Given instruction a:
Which lines of the records contain the word "post"? Extract each of them.

Open MPI logo

Open MPI User's Mailing List Archives

  |   Home   |   Support   |   FAQ   |   all Open MPI User's mailing list

Subject: Re: [OMPI users] Ompi runs thru cmd line but fails when run thru SGE
From: Reuti (reuti_at_[hidden])
Date: 2009-01-26 08:41:37


Am 25.01.2009 um 06:16 schrieb Sangamesh B:

> Thanks Reuti for the reply.
>
> On Sun, Jan 25, 2009 at 2:22 AM, Reuti <reuti_at_[hidden]>
> wrote:
>> Am 24.01.2009 um 17:12 schrieb Jeremy Stout:
>>
>>> The RLIMIT error is very common when using OpenMPI + OFED + Sun Grid
>>> Engine. You can find more information and several remedies here:
>>> http://www.open-mpi.org/faq/?category=openfabrics#ib-locked-pages
>>>
>>> I usually resolve this problem by adding "ulimit -l unlimited" near
>>> the top of the SGE startup script on the computation nodes and
>>> restarting SGE on every node.
>>
>> Did you request/set any limits with SGE's h_vmem/h_stack resource
>> request?

Was this also your problem:

http://gridengine.sunsource.net/ds/viewMessage.do?
dsForumId=38&dsMessageId=99442

-- Reuti

>>
> No.
>
> The used queue is as follows:
> qconf -sq ib.q
> qname ib.q
> hostlist @ibhosts
> seq_no 0
> load_thresholds np_load_avg=1.75
> suspend_thresholds NONE
> nsuspend 1
> suspend_interval 00:05:00
> priority 0
> min_cpu_interval 00:05:00
> processors UNDEFINED
> qtype BATCH INTERACTIVE
> ckpt_list NONE
> pe_list orte
> rerun FALSE
> slots 8
> tmpdir /tmp
> shell /bin/bash
> prolog NONE
> epilog NONE
> shell_start_mode unix_behavior
> starter_method NONE
> suspend_method NONE
> resume_method NONE
> terminate_method NONE
> notify 00:00:60
> owner_list NONE
> user_lists NONE
> xuser_lists NONE
> subordinate_list NONE
> complex_values NONE
> projects NONE
> xprojects NONE
> calendar NONE
> initial_state default
> s_rt INFINITY
> h_rt INFINITY
> s_cpu INFINITY
> h_cpu INFINITY
> s_fsize INFINITY
> h_fsize INFINITY
> s_data INFINITY
> h_data INFINITY
> s_stack INFINITY
> h_stack INFINITY
> s_core INFINITY
> h_core INFINITY
> s_rss INFINITY
> h_rss INFINITY
> s_vmem INFINITY
> h_vmem INFINITY
>
> # qconf -sp orte
> pe_name orte
> slots 999
> user_lists NONE
> xuser_lists NONE
> start_proc_args /bin/true
> stop_proc_args /bin/true
> allocation_rule $fill_up
> control_slaves TRUE
> job_is_first_task FALSE
> urgency_slots min
> # qconf -shgrp @ibhosts
> group_name @ibhosts
> hostlist node-0-0.local node-0-1.local node-0-2.local node-0-3.local \
> node-0-4.local node-0-5.local node-0-6.local node-0-7.local \
> node-0-8.local node-0-9.local node-0-10.local
> node-0-11.local \
> node-0-12.local node-0-13.local node-0-14.local
> node-0-16.local \
> node-0-17.local node-0-18.local node-0-19.local
> node-0-20.local \
> node-0-21.local node-0-22.local
>
> The Hostnames for IB interface are like ibc0 ibc1.. ibc22
>
> Is this difference caussing the problem.

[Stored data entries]
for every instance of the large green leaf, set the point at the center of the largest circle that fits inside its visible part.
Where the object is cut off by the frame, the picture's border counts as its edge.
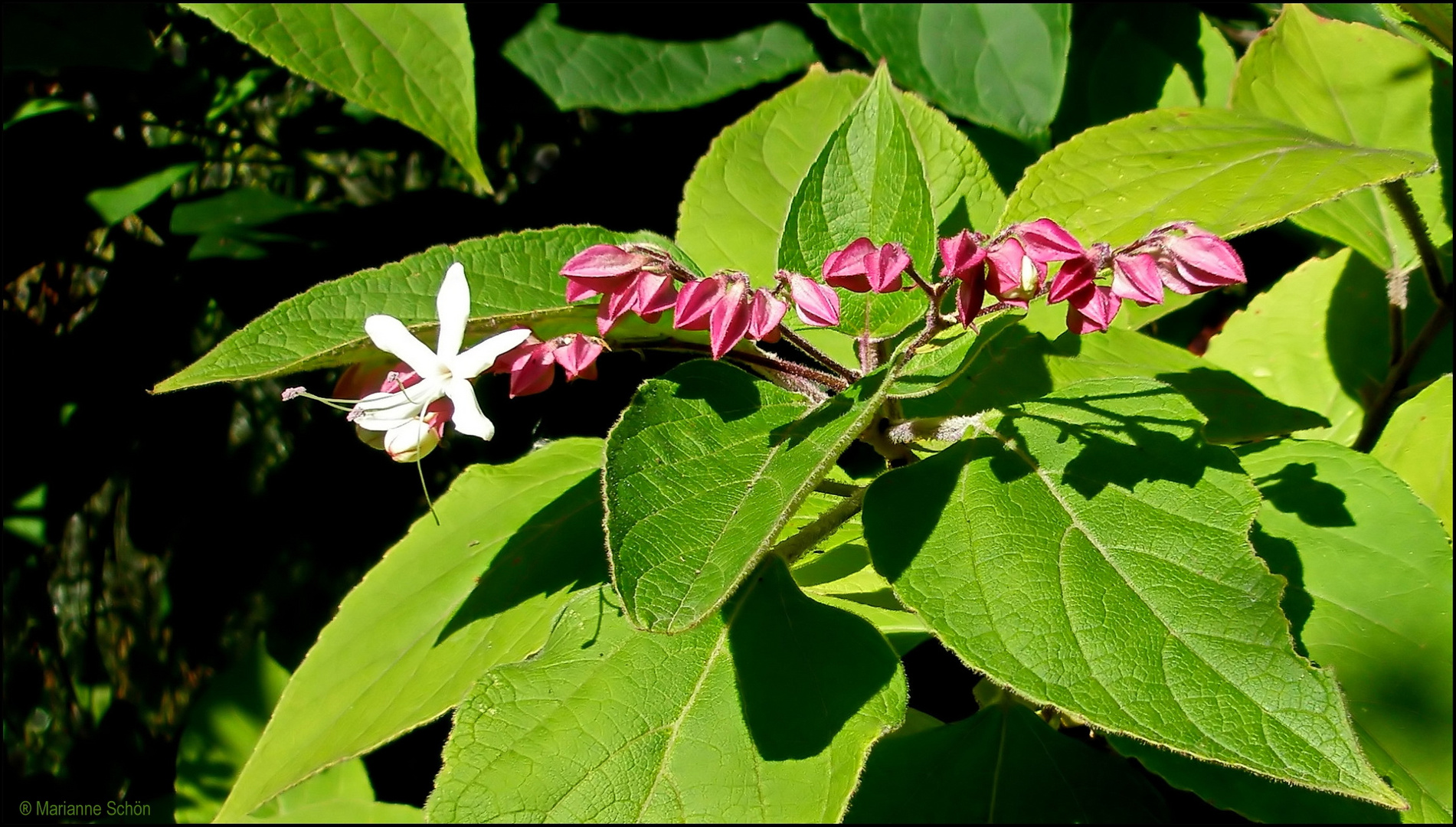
(1417, 444)
(1089, 551)
(762, 714)
(1000, 64)
(408, 61)
(223, 728)
(1231, 172)
(704, 469)
(441, 607)
(515, 280)
(1000, 767)
(1359, 87)
(632, 74)
(1026, 366)
(867, 182)
(738, 197)
(1320, 339)
(1372, 570)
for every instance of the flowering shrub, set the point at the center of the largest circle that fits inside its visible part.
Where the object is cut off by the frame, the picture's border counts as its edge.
(706, 615)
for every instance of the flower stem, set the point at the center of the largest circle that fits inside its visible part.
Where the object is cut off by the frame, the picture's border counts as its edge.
(810, 536)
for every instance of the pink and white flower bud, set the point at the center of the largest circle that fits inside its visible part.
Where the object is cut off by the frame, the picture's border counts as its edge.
(1137, 277)
(1092, 310)
(764, 313)
(1045, 240)
(816, 303)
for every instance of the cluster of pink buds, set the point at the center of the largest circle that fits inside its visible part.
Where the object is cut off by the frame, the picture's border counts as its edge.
(640, 279)
(532, 364)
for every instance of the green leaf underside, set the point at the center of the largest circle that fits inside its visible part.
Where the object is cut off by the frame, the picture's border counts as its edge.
(1320, 339)
(1091, 552)
(612, 724)
(1000, 767)
(1000, 66)
(738, 197)
(1229, 172)
(1370, 571)
(117, 203)
(1250, 796)
(1417, 444)
(867, 182)
(515, 280)
(632, 74)
(1359, 87)
(702, 472)
(1024, 366)
(441, 607)
(408, 61)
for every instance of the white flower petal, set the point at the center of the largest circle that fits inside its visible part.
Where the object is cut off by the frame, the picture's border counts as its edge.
(481, 357)
(453, 309)
(468, 417)
(394, 337)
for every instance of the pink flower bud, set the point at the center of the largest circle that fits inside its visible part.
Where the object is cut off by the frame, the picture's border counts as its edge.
(1136, 277)
(577, 355)
(695, 302)
(816, 303)
(764, 313)
(1047, 240)
(1092, 310)
(961, 257)
(846, 268)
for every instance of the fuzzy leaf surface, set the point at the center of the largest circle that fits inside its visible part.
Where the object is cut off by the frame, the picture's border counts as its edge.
(623, 74)
(1370, 594)
(1359, 87)
(515, 280)
(704, 469)
(441, 607)
(1091, 551)
(613, 724)
(1229, 172)
(408, 61)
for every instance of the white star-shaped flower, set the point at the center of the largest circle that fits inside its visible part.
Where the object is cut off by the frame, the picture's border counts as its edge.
(443, 371)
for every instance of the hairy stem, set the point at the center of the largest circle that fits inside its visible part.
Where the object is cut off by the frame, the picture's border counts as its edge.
(826, 525)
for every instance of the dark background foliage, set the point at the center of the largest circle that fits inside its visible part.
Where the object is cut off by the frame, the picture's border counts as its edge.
(178, 529)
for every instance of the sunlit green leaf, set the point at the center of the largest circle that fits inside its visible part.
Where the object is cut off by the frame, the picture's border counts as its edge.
(1089, 551)
(1000, 64)
(1370, 597)
(408, 61)
(1359, 87)
(632, 74)
(764, 712)
(443, 606)
(704, 469)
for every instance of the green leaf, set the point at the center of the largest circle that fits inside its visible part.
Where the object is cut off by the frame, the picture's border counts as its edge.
(704, 469)
(867, 182)
(632, 74)
(408, 61)
(515, 280)
(1229, 172)
(1370, 568)
(1000, 767)
(114, 204)
(1357, 87)
(1089, 551)
(1026, 366)
(764, 712)
(441, 607)
(1417, 444)
(738, 197)
(998, 64)
(1320, 339)
(1250, 796)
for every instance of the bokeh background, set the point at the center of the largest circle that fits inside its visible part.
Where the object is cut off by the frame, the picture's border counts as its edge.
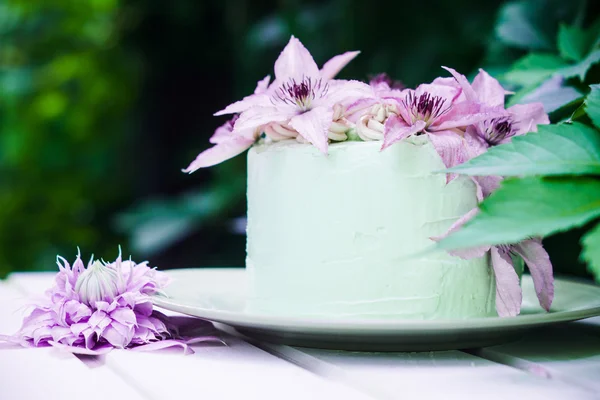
(103, 102)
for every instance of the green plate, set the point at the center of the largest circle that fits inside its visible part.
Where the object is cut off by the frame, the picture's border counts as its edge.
(221, 295)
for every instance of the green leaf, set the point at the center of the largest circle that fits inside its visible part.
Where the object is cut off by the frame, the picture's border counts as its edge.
(517, 26)
(572, 42)
(592, 105)
(565, 149)
(528, 207)
(554, 94)
(591, 251)
(581, 68)
(534, 68)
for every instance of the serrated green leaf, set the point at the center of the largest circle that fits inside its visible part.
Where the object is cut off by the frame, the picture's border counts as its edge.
(565, 149)
(592, 105)
(523, 208)
(554, 94)
(572, 42)
(517, 27)
(581, 68)
(534, 68)
(591, 251)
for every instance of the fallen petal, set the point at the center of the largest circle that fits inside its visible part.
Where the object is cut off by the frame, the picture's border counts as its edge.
(508, 289)
(540, 267)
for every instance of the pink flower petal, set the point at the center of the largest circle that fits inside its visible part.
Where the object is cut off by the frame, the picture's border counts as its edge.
(465, 254)
(447, 93)
(313, 126)
(464, 84)
(258, 116)
(465, 114)
(219, 153)
(82, 350)
(450, 146)
(262, 85)
(526, 117)
(332, 67)
(488, 89)
(508, 290)
(295, 62)
(359, 108)
(540, 267)
(344, 92)
(396, 129)
(254, 100)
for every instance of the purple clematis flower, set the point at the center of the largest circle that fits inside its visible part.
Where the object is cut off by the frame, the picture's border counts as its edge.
(302, 98)
(517, 120)
(508, 289)
(104, 306)
(439, 111)
(369, 113)
(300, 102)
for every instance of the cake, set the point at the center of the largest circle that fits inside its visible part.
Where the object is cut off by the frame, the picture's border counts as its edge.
(333, 236)
(347, 194)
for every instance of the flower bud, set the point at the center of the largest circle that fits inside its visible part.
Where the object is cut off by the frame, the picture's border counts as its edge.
(97, 283)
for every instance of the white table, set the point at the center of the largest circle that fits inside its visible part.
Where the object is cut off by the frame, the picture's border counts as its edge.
(562, 362)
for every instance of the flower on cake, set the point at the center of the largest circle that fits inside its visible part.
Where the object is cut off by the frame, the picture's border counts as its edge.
(302, 102)
(369, 113)
(104, 306)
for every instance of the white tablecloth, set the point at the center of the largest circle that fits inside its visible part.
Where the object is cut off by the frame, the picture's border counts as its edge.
(561, 362)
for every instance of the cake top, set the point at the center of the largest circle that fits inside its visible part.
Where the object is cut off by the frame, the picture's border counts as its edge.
(461, 119)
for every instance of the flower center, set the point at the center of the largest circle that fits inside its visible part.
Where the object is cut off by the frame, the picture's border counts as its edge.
(97, 283)
(498, 129)
(425, 107)
(301, 94)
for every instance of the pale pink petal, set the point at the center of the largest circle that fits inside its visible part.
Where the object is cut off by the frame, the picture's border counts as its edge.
(313, 126)
(488, 89)
(464, 84)
(450, 146)
(508, 289)
(219, 153)
(359, 108)
(540, 267)
(475, 143)
(262, 85)
(396, 129)
(254, 100)
(469, 253)
(465, 114)
(332, 67)
(344, 92)
(258, 116)
(295, 62)
(526, 117)
(82, 350)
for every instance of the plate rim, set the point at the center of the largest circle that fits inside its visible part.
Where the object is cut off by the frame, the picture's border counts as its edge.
(371, 325)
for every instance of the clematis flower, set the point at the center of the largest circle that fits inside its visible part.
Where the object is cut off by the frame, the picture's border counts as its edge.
(299, 88)
(104, 306)
(302, 98)
(508, 290)
(517, 120)
(437, 110)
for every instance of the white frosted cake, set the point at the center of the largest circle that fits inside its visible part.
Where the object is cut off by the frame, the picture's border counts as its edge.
(332, 236)
(347, 194)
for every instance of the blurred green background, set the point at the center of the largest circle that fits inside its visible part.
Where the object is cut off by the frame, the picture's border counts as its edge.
(102, 102)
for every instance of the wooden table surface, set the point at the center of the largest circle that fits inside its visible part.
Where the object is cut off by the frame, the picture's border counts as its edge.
(561, 362)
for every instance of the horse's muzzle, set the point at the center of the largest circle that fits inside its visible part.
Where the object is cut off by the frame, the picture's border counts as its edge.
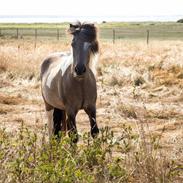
(80, 70)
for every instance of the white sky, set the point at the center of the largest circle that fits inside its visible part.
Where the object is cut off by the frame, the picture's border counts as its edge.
(91, 7)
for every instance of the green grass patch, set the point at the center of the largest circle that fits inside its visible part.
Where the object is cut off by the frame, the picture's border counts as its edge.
(28, 157)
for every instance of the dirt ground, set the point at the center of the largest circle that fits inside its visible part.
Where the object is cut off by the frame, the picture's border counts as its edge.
(138, 85)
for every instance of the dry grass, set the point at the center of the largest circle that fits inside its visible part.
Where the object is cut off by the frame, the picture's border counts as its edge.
(138, 85)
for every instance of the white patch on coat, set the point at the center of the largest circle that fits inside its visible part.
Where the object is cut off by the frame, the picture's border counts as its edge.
(62, 67)
(66, 62)
(50, 122)
(93, 63)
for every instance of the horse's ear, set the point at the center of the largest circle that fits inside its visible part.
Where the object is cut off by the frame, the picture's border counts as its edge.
(74, 27)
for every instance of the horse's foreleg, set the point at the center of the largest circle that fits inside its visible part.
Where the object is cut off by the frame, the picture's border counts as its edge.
(71, 126)
(91, 111)
(50, 122)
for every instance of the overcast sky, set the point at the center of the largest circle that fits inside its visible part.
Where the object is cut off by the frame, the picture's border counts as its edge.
(91, 7)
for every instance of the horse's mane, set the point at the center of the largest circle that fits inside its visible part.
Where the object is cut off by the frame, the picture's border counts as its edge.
(88, 32)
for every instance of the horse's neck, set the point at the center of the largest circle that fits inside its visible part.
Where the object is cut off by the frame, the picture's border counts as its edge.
(66, 62)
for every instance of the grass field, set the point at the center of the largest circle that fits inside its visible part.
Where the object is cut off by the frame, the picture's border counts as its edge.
(139, 112)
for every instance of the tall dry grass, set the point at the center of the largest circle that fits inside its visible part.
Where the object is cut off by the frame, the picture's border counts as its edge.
(138, 85)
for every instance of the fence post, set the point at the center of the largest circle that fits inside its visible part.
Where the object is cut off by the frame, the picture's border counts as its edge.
(57, 34)
(147, 37)
(17, 33)
(35, 43)
(113, 35)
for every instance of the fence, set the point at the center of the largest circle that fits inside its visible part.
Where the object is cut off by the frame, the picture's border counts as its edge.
(104, 34)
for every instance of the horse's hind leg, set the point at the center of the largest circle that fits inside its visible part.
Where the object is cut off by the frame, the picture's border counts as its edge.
(57, 119)
(91, 111)
(71, 126)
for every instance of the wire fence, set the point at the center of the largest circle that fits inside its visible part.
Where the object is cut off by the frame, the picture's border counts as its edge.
(110, 34)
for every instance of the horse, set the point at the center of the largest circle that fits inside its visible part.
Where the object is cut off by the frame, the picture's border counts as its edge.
(68, 82)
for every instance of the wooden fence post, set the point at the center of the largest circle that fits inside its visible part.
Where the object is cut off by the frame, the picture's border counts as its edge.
(113, 35)
(57, 34)
(147, 37)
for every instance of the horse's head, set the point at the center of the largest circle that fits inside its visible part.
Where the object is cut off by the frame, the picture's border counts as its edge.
(84, 43)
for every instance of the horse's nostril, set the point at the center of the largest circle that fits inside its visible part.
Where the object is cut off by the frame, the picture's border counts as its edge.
(80, 69)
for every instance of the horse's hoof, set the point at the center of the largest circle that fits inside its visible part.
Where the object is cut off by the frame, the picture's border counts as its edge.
(94, 132)
(74, 137)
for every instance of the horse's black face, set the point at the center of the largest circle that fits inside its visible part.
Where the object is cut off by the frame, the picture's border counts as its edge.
(81, 54)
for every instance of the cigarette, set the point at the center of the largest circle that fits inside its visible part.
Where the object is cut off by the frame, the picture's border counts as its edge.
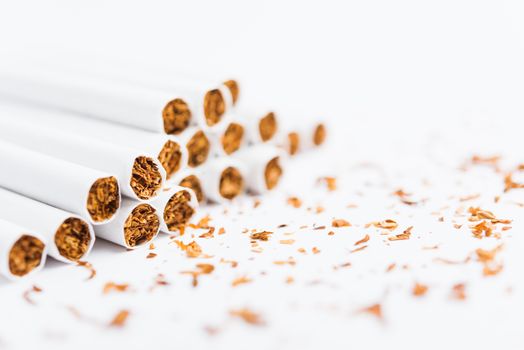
(22, 252)
(189, 178)
(69, 236)
(141, 174)
(171, 154)
(77, 189)
(117, 101)
(197, 144)
(261, 126)
(176, 206)
(264, 167)
(222, 179)
(228, 141)
(135, 225)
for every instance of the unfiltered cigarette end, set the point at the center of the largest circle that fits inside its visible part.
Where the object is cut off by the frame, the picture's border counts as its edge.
(231, 183)
(267, 126)
(232, 85)
(193, 183)
(214, 107)
(319, 136)
(272, 173)
(294, 142)
(25, 255)
(72, 239)
(141, 226)
(176, 116)
(103, 199)
(170, 157)
(178, 210)
(232, 138)
(146, 179)
(198, 149)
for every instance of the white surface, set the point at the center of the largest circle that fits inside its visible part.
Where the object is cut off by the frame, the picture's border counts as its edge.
(412, 88)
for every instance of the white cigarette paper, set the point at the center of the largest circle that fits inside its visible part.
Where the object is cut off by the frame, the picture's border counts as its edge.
(84, 191)
(22, 251)
(141, 175)
(169, 151)
(135, 225)
(176, 206)
(228, 141)
(96, 97)
(222, 179)
(264, 169)
(261, 125)
(70, 238)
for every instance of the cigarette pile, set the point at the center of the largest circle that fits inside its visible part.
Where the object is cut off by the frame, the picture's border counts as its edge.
(119, 159)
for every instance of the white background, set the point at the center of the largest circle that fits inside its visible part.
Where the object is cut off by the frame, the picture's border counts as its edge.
(411, 89)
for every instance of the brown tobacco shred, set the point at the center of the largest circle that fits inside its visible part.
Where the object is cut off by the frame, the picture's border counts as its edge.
(232, 138)
(294, 202)
(403, 236)
(319, 135)
(115, 287)
(294, 143)
(375, 310)
(231, 183)
(363, 240)
(193, 250)
(141, 226)
(458, 291)
(248, 316)
(176, 116)
(27, 294)
(119, 319)
(272, 173)
(261, 236)
(88, 266)
(267, 126)
(198, 149)
(178, 210)
(419, 289)
(241, 280)
(193, 183)
(25, 255)
(72, 238)
(170, 157)
(103, 199)
(214, 107)
(146, 179)
(340, 223)
(233, 87)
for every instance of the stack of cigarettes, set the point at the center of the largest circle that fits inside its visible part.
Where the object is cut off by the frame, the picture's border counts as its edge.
(85, 157)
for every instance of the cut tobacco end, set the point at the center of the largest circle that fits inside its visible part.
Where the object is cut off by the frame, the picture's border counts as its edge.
(198, 149)
(146, 179)
(231, 183)
(103, 199)
(73, 238)
(141, 226)
(25, 255)
(193, 183)
(232, 138)
(272, 173)
(176, 115)
(178, 210)
(233, 88)
(267, 126)
(214, 107)
(319, 135)
(170, 157)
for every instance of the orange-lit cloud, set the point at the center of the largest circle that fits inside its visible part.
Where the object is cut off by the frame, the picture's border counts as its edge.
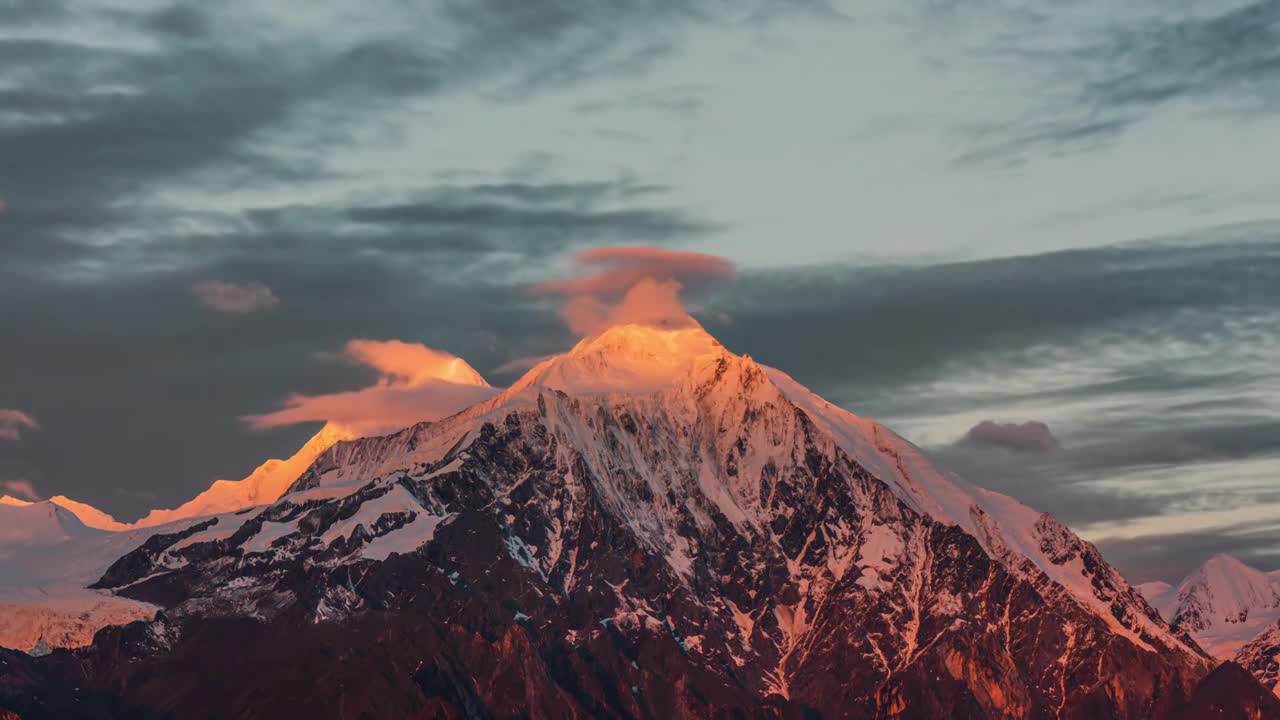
(232, 297)
(411, 364)
(416, 383)
(521, 364)
(13, 422)
(632, 285)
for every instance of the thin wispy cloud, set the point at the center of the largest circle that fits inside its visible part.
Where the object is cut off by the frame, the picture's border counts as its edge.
(13, 423)
(236, 297)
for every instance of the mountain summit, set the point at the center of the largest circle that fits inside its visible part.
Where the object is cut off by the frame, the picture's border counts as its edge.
(1232, 610)
(647, 525)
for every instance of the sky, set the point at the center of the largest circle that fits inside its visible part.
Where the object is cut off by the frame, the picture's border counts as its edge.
(1056, 219)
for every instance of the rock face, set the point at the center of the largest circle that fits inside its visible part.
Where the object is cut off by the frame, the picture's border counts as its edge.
(1232, 693)
(1261, 656)
(647, 527)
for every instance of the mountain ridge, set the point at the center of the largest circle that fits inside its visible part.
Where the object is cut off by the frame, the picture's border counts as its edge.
(580, 547)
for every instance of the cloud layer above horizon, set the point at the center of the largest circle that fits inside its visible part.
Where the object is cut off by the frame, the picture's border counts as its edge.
(917, 204)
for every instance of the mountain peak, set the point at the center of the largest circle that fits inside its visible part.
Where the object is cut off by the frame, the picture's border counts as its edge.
(1223, 604)
(39, 523)
(626, 359)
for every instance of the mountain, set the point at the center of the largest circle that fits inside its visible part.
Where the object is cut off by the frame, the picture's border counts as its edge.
(263, 486)
(1230, 693)
(644, 527)
(1261, 656)
(49, 556)
(51, 550)
(1224, 604)
(85, 514)
(37, 523)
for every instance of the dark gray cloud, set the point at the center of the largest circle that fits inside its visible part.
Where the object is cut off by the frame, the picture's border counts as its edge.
(1100, 76)
(112, 146)
(1031, 436)
(1174, 556)
(1157, 358)
(885, 327)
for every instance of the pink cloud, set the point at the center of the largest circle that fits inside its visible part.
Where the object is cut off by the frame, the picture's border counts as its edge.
(416, 383)
(22, 490)
(12, 423)
(616, 269)
(521, 364)
(232, 297)
(632, 285)
(1031, 436)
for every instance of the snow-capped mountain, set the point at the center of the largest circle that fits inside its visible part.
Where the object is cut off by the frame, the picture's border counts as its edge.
(1261, 656)
(48, 557)
(263, 486)
(50, 551)
(1224, 604)
(644, 527)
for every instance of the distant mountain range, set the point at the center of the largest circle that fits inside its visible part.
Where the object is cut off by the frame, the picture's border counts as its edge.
(648, 525)
(1232, 610)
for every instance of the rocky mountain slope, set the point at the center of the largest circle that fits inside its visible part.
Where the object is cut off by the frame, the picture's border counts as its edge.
(1261, 656)
(644, 527)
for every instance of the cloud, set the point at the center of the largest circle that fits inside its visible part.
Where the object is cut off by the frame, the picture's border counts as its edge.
(1100, 74)
(632, 285)
(22, 490)
(613, 270)
(13, 422)
(520, 365)
(406, 364)
(415, 383)
(232, 297)
(1031, 436)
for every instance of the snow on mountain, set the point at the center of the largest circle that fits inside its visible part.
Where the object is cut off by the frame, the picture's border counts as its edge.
(37, 523)
(639, 359)
(1261, 656)
(51, 550)
(1224, 604)
(90, 515)
(664, 507)
(48, 556)
(661, 372)
(86, 514)
(261, 487)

Given instruction b:
Repeat the part of the mailing list message above between "Open MPI logo" and "From: Reuti (reuti_at_[hidden])", inclusive.

Problem solution a:
for every instance of the fence post, set the point at the center of the largest circle that fits inside its visible part.
for every instance of the wooden fence post, set the point at the center of the largest circle that fits inside its visible part.

Problem solution b:
Open MPI logo

Open MPI User's Mailing List Archives

  |   Home   |   Support   |   FAQ   |   all Open MPI User's mailing list

Subject: Re: [OMPI users] Ompi runs thru cmd line but fails when run thru SGE
From: Reuti (reuti_at_[hidden])